Description of the task:
Please transcribe the listing below in full and word for word, without its pictures.

----- Provided information

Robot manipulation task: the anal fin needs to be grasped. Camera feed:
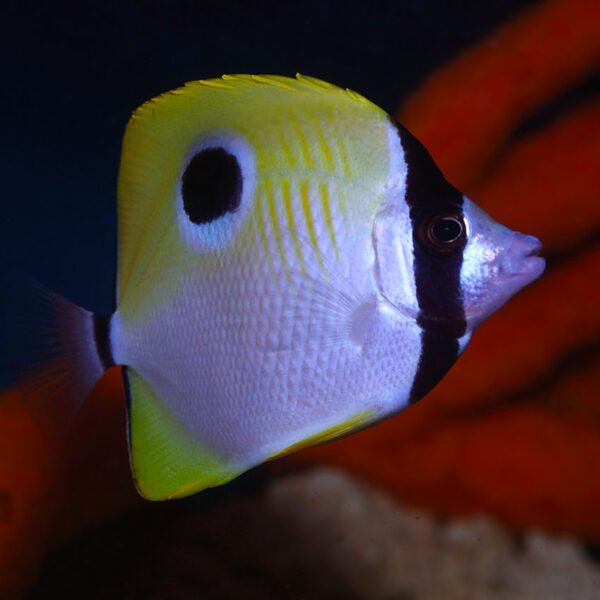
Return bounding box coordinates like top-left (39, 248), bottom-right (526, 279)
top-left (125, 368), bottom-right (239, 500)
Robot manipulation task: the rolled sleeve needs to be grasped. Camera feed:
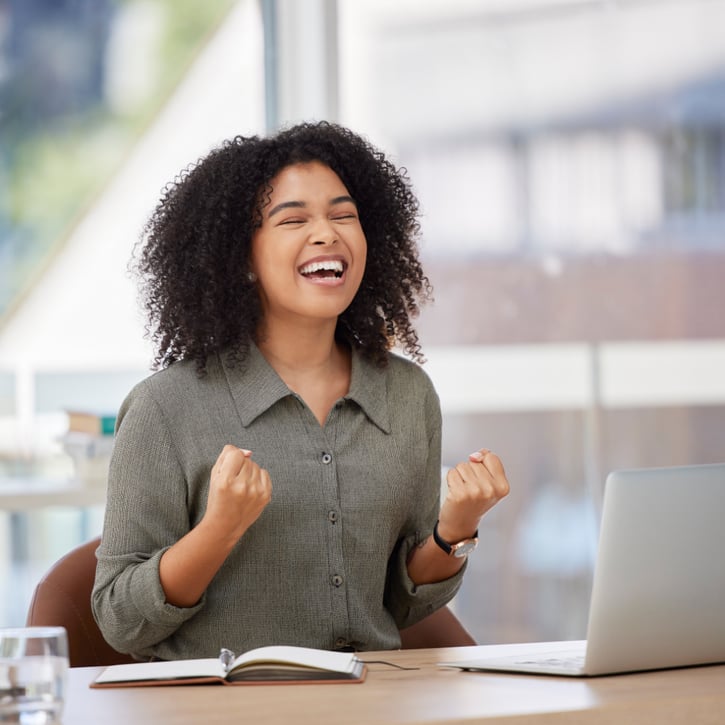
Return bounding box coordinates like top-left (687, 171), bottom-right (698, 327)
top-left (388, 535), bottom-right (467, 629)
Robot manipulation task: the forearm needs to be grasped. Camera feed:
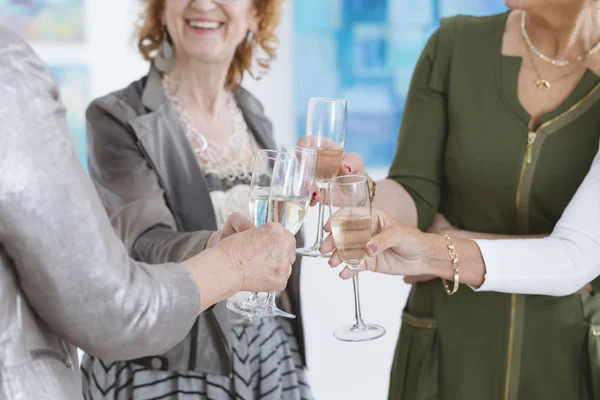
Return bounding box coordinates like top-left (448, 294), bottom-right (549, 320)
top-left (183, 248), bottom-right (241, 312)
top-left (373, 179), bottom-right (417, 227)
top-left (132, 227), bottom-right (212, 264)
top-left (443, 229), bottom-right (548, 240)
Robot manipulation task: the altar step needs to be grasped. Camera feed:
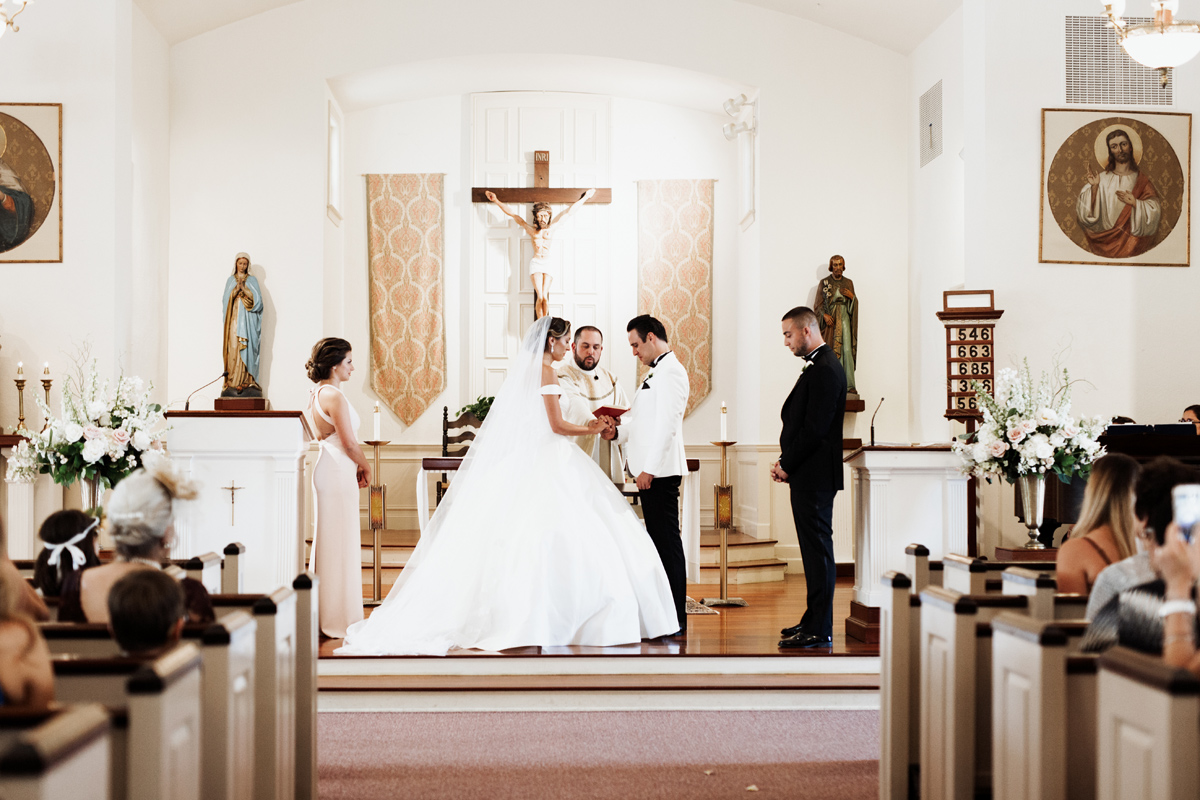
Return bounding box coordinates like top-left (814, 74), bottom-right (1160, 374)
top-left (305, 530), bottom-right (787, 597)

----------

Expected output:
Robot manipulation task: the anal fin needs to be grasped. Camera feed:
Return bounding box coordinates like top-left (39, 248), bottom-right (526, 279)
top-left (125, 368), bottom-right (239, 500)
Robot manipulation task: the rolled sleeve needs to be grasped. Camera feed:
Return bounding box coordinates like top-left (687, 171), bottom-right (698, 327)
top-left (388, 535), bottom-right (467, 629)
Robot manipulation task: the forearm needs to be grasped. Camera feed:
Return bounding box coordinates like top-left (448, 294), bottom-right (549, 320)
top-left (183, 248), bottom-right (241, 312)
top-left (373, 179), bottom-right (417, 227)
top-left (132, 227), bottom-right (212, 264)
top-left (443, 229), bottom-right (548, 240)
Robot manipulation task: the altar step needs to be grasped. Camera feed:
Return bounding box coordinates like top-left (814, 74), bottom-right (1160, 374)
top-left (305, 530), bottom-right (787, 597)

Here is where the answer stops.